# TASK GOAL:
In one to three sentences, explain why, according to the literary analysis below, Ernest predicts that the Oligarchy will still rise to power and defeat the socialists despite their successes.

# SOURCE TEXT:

One of the main conflicts in these chapters is the difficulty of achieving unity on a grand scale and the tension between solidarity and division. The stage is no longer the city of San Francisco but the world, where the Oligarchy seeks to profit from a war with Germany and gives foreign aid to countries that suppress socialist revolutions. Yet the stage for resistance has also expanded to international workers who united in a successful general strike. Ernest declares, “Never was there so fine a display of the solidarity and the power of labor. Labor can and will rule the world” (219), echoing the historical rallying cry “Workers of the world, unite!” from Marx and Engel’s The Communist Manifesto (1848). Ernest has transformed from the young orator on a soapbox into an elected official with socialist colleagues in Congress and an audience across the world. The stakes are raised as the seeds of revolution are planted on a global scale, creating a sense of an indomitable force of international solidarity and real change.
Despite the successes of the socialists in the US and overseas, Ernest foretells that the Oligarchy will nevertheless rise to power and defeat them due to the lack of substantial ideological change in the US. Although war with Germany is averted due to the general strike, the US struggles to maintain its revolutionary momentum and reverts to what it understands best—a hierarchical model for production and survival that echoes the insularity of nationalism over the solidarity of internationalism. During his meeting with labor union leaders, Ernest concludes that genuine cooperation is elusive when one of the defectors responds to his call for solidarity with his own ideological slogans. O’Connor, the president of the Association of Machinists touts, “Charity begins at home,” and he further asserts, “[W]e know what’s best for us […] [I]t’s my business to consider the interests of the men I represent” (221). Instead of challenging capitalism, some of the leaders have opted to accept the status quo, either out of defeatism or out of a genuine belief that it is better to gain limited rewards in an exploitative system than nothing at all.
The chapter in which Ernest praises the solidarity of international workers is titled “The Beginning of the End,” foreshadowing the fracturing of the US socialist movement and the implementation of labor castes. The ease of their division relies on the uncritical acceptance of the capitalist logic of “ambition” and “competition” (224). London depicts a society that does not engage critically with the status quo, alluding to the theme of Class Consciousness as a Path to Solidarity and Revolution. Without much coercion, the men take the Oligarch’s offer to break with the strikes, and Ernest comments, “Caste lines formed automatically” (231). Without an ideological shift in the way that society and culture understand labor, the capitalist modes of exploitation reign, masquerading as individuality and upward social mobility.

# EXTRACTED INFORMATION:
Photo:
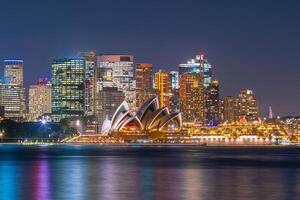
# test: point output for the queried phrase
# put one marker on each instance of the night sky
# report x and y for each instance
(251, 44)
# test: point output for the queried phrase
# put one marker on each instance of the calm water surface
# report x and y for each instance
(148, 172)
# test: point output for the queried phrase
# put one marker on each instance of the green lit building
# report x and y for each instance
(67, 88)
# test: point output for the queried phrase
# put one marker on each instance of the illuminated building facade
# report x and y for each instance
(107, 101)
(68, 75)
(117, 71)
(175, 91)
(89, 82)
(228, 109)
(246, 106)
(39, 100)
(163, 85)
(14, 70)
(198, 65)
(191, 98)
(12, 99)
(212, 104)
(144, 83)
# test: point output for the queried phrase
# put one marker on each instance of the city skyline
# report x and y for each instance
(248, 51)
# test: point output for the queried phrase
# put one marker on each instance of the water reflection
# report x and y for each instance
(147, 173)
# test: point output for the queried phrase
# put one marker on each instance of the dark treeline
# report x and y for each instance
(12, 129)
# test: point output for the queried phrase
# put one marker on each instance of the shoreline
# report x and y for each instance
(152, 144)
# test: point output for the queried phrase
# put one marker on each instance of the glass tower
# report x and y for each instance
(68, 77)
(199, 64)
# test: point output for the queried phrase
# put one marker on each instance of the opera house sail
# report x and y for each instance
(150, 117)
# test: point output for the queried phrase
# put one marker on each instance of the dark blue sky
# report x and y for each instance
(251, 44)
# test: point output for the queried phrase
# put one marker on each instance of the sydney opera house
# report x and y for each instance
(150, 117)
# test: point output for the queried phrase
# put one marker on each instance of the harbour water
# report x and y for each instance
(148, 172)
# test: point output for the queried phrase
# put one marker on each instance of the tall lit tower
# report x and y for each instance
(191, 98)
(175, 91)
(144, 83)
(198, 64)
(14, 69)
(68, 75)
(117, 71)
(39, 99)
(163, 84)
(89, 82)
(228, 109)
(212, 104)
(270, 113)
(12, 99)
(246, 106)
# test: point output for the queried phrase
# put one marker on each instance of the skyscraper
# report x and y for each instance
(68, 75)
(246, 106)
(199, 64)
(175, 91)
(12, 99)
(14, 70)
(228, 109)
(144, 83)
(163, 85)
(107, 101)
(89, 82)
(117, 71)
(39, 99)
(212, 104)
(191, 98)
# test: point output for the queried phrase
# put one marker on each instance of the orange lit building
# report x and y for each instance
(163, 84)
(191, 98)
(144, 83)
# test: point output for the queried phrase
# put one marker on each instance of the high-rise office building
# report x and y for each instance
(144, 83)
(14, 70)
(212, 104)
(107, 101)
(175, 91)
(228, 109)
(12, 99)
(39, 99)
(89, 82)
(117, 71)
(246, 106)
(68, 75)
(198, 64)
(191, 98)
(163, 85)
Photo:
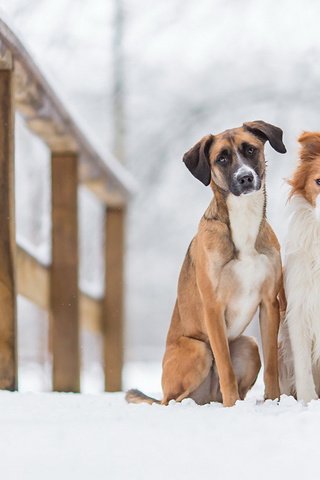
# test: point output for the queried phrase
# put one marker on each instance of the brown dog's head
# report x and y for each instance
(306, 178)
(234, 159)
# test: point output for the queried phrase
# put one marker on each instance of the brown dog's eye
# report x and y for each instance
(222, 159)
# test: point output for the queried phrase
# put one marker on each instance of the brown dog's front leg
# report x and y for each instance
(269, 325)
(215, 324)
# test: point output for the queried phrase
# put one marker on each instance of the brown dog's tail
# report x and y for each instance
(135, 396)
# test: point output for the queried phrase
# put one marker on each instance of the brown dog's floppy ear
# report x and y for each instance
(310, 145)
(266, 131)
(197, 160)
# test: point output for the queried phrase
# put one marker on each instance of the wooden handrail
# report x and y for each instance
(54, 287)
(46, 116)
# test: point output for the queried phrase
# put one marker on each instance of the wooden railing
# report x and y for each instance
(55, 288)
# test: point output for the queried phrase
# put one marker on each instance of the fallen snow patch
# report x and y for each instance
(51, 436)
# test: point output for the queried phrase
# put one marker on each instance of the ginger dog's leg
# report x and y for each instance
(269, 325)
(302, 357)
(186, 364)
(246, 363)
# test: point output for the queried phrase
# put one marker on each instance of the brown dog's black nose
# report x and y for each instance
(246, 179)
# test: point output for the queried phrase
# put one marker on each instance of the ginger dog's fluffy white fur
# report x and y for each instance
(300, 332)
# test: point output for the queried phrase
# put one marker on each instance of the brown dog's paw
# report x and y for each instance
(230, 400)
(272, 393)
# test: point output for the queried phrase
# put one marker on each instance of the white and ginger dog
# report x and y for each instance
(300, 330)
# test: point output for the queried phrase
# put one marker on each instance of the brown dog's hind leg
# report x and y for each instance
(246, 363)
(186, 365)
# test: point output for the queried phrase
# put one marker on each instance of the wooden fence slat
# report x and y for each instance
(64, 303)
(8, 357)
(113, 298)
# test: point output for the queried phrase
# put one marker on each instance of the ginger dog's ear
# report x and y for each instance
(197, 159)
(310, 145)
(266, 131)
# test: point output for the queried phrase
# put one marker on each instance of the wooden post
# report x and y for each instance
(8, 334)
(64, 304)
(113, 298)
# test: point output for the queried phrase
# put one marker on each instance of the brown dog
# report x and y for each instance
(232, 267)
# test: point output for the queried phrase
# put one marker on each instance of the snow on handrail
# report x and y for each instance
(47, 117)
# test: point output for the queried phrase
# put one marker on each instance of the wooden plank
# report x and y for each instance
(113, 298)
(64, 305)
(47, 117)
(33, 279)
(33, 282)
(8, 334)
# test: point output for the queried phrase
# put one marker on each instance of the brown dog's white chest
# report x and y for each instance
(245, 274)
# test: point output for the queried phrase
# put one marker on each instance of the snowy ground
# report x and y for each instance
(68, 436)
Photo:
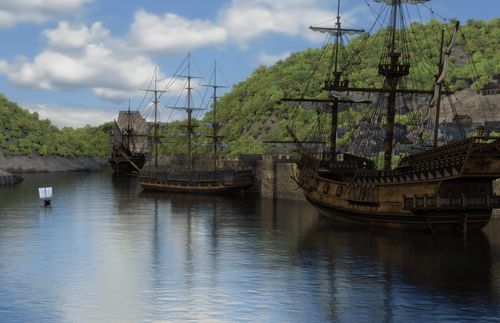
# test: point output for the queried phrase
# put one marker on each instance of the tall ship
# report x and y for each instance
(186, 179)
(441, 186)
(131, 143)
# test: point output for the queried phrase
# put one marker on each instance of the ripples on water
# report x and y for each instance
(105, 251)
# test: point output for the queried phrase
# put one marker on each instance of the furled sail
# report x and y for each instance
(445, 65)
(322, 106)
(390, 2)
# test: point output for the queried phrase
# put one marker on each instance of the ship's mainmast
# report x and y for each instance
(156, 100)
(337, 84)
(393, 70)
(215, 125)
(189, 110)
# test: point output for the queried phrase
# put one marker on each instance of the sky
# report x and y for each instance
(78, 62)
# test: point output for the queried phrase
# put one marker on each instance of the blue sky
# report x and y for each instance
(78, 62)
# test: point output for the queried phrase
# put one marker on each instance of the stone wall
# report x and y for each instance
(496, 190)
(276, 178)
(8, 178)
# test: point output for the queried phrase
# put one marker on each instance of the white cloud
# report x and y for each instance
(270, 59)
(79, 56)
(36, 11)
(240, 22)
(72, 116)
(246, 20)
(71, 37)
(171, 33)
(83, 57)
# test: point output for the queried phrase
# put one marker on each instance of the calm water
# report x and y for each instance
(107, 252)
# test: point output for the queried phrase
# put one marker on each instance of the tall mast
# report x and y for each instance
(156, 125)
(438, 102)
(215, 125)
(337, 84)
(189, 111)
(129, 126)
(392, 70)
(335, 103)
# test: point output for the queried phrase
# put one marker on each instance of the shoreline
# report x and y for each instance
(26, 164)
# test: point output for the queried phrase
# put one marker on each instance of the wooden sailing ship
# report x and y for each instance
(442, 187)
(131, 143)
(208, 181)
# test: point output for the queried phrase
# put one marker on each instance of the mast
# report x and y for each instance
(156, 136)
(439, 85)
(335, 103)
(129, 126)
(215, 125)
(392, 70)
(189, 112)
(337, 84)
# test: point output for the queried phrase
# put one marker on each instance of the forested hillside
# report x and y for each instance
(252, 111)
(23, 133)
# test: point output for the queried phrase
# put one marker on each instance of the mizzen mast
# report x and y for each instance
(336, 84)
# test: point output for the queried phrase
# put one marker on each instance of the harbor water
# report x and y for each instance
(107, 252)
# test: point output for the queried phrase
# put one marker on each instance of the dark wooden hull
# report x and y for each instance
(220, 182)
(446, 189)
(122, 165)
(445, 221)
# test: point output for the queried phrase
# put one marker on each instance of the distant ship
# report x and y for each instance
(131, 143)
(444, 187)
(213, 179)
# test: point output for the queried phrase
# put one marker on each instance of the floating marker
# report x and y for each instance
(45, 194)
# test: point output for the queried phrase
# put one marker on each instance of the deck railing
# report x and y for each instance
(458, 202)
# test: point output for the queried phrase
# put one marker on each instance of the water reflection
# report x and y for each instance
(106, 251)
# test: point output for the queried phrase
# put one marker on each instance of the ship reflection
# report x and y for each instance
(459, 268)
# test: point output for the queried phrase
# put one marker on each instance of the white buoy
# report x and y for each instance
(45, 194)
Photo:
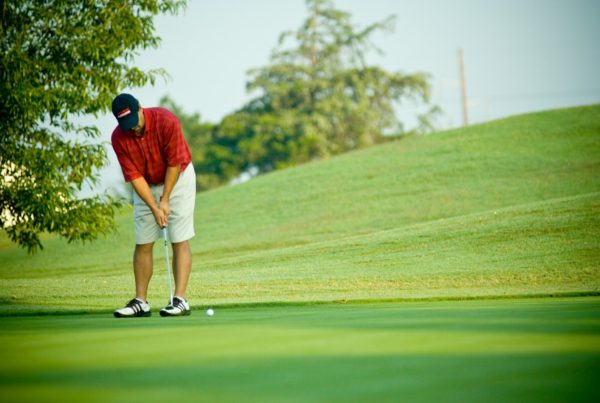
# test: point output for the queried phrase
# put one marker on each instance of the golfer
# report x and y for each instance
(155, 158)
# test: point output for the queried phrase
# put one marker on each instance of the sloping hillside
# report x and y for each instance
(508, 207)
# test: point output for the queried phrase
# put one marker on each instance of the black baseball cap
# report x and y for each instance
(125, 109)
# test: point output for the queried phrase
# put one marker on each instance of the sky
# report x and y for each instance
(519, 56)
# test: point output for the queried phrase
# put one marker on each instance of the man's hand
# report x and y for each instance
(164, 206)
(160, 217)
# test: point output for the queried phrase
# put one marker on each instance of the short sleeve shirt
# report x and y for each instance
(162, 145)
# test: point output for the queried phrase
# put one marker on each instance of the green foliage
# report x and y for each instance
(318, 97)
(61, 60)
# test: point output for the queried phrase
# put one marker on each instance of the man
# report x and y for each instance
(155, 158)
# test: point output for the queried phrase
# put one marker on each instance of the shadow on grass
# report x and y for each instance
(522, 377)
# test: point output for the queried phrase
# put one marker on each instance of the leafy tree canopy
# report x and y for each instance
(61, 60)
(318, 97)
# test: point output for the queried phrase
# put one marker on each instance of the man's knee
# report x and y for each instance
(144, 248)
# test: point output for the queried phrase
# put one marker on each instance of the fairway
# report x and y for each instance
(461, 266)
(484, 350)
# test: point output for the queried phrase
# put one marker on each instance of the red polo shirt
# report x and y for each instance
(162, 145)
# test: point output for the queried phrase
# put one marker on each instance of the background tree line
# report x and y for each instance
(61, 60)
(316, 98)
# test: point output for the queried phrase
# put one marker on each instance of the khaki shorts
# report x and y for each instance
(181, 220)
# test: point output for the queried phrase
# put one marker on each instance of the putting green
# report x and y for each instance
(479, 350)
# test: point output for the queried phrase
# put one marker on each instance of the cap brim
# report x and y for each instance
(129, 122)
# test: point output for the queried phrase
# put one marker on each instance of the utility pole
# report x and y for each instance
(463, 87)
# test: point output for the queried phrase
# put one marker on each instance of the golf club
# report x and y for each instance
(168, 265)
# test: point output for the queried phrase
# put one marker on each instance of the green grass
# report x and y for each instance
(397, 272)
(511, 207)
(508, 350)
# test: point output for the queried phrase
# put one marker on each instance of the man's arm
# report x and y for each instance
(143, 190)
(170, 180)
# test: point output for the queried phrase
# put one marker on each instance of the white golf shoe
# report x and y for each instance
(179, 307)
(134, 308)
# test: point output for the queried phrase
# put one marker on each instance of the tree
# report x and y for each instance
(212, 150)
(61, 60)
(319, 97)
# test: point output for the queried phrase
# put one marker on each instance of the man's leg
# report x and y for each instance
(182, 266)
(142, 269)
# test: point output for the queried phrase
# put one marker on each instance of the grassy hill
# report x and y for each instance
(510, 207)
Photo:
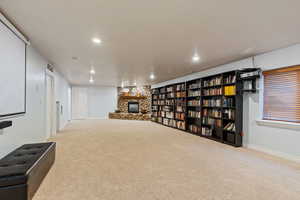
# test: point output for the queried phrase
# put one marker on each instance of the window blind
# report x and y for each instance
(282, 94)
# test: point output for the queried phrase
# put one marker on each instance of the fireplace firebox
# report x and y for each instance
(133, 107)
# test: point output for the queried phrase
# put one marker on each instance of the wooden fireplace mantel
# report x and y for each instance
(132, 97)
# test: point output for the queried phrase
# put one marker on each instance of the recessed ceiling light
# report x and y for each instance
(91, 80)
(196, 58)
(152, 76)
(92, 71)
(96, 40)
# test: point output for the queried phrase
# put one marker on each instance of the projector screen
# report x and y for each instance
(12, 73)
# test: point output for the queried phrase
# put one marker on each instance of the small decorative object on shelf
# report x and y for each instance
(248, 77)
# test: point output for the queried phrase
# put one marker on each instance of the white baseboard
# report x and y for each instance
(274, 153)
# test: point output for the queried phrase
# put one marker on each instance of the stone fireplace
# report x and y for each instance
(133, 107)
(134, 103)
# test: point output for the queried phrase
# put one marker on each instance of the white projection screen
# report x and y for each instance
(12, 73)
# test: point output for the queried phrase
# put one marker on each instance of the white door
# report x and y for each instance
(50, 130)
(79, 103)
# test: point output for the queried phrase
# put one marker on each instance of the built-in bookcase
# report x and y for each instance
(210, 107)
(194, 99)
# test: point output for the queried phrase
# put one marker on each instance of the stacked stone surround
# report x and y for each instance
(144, 104)
(130, 116)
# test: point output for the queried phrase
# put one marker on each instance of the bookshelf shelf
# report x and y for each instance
(204, 107)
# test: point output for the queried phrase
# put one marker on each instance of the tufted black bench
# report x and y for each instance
(23, 170)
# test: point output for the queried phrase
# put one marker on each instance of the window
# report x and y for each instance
(282, 94)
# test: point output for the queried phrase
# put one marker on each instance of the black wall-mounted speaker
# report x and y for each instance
(5, 124)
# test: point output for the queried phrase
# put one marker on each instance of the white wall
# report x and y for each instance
(283, 142)
(271, 138)
(30, 127)
(101, 101)
(62, 94)
(93, 102)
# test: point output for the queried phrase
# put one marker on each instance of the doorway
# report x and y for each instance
(50, 106)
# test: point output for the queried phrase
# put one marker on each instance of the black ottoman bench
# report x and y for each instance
(23, 170)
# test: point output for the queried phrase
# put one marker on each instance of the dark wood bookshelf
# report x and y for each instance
(211, 107)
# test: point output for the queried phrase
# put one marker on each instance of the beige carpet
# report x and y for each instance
(133, 160)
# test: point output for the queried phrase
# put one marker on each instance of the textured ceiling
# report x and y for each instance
(143, 37)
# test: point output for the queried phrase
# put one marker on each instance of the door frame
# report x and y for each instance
(52, 123)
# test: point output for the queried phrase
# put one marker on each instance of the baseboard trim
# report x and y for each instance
(274, 153)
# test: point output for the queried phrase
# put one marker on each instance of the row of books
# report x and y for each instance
(180, 116)
(169, 102)
(206, 131)
(170, 89)
(180, 102)
(162, 90)
(155, 91)
(212, 113)
(194, 93)
(180, 108)
(180, 94)
(158, 103)
(229, 79)
(194, 103)
(212, 82)
(228, 102)
(212, 102)
(230, 127)
(194, 129)
(169, 122)
(213, 91)
(171, 95)
(195, 85)
(161, 96)
(170, 115)
(180, 125)
(194, 114)
(229, 114)
(211, 121)
(229, 90)
(154, 108)
(180, 87)
(154, 114)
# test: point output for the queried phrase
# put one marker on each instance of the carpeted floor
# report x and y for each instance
(134, 160)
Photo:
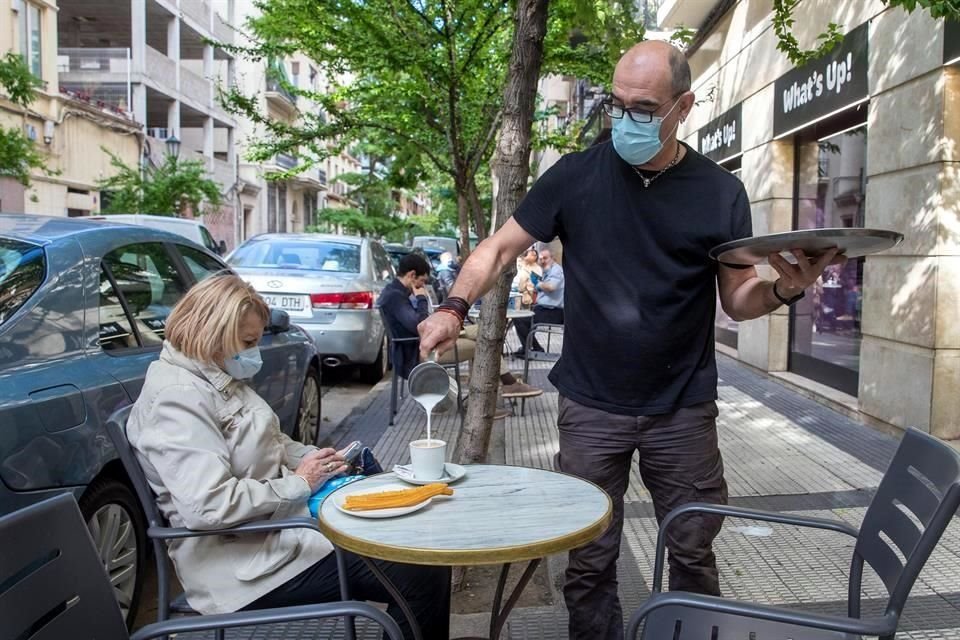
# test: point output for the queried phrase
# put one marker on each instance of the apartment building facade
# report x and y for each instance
(157, 61)
(67, 130)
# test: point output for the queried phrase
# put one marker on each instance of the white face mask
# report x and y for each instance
(245, 364)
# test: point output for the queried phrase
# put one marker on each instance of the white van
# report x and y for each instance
(190, 229)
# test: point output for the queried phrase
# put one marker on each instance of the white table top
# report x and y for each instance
(512, 314)
(497, 514)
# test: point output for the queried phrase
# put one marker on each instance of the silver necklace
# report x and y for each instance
(647, 181)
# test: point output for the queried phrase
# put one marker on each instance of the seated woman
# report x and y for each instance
(404, 315)
(214, 455)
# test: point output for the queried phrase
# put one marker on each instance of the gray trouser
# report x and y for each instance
(680, 462)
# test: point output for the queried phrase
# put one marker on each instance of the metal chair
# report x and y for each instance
(528, 354)
(392, 341)
(916, 500)
(53, 586)
(158, 530)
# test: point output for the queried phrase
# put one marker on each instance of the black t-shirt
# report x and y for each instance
(640, 287)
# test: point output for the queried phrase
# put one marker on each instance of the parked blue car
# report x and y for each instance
(83, 306)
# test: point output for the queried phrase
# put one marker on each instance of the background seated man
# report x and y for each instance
(404, 317)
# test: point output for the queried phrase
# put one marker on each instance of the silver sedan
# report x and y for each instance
(329, 285)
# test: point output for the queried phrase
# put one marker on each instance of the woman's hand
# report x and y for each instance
(319, 466)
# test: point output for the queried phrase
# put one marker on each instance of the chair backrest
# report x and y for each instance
(52, 583)
(916, 500)
(117, 429)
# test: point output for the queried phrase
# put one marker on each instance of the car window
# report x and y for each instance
(381, 262)
(200, 264)
(208, 240)
(150, 285)
(116, 331)
(339, 257)
(23, 268)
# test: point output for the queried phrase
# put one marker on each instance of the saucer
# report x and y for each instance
(451, 473)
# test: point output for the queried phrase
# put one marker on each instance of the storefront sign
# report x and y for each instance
(951, 41)
(720, 139)
(823, 86)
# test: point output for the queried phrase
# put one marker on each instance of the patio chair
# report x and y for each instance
(53, 586)
(392, 342)
(158, 530)
(916, 500)
(528, 353)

# OUTPUT FOR THIS TASK:
Ernest predicts the Oligarchy's victory because the US lacks any substantial ideological change. Although the general strike averts war with Germany, the country cannot keep its revolutionary momentum. It falls back on a hierarchical model of production and survival that favors nationalist insularity over international solidarity.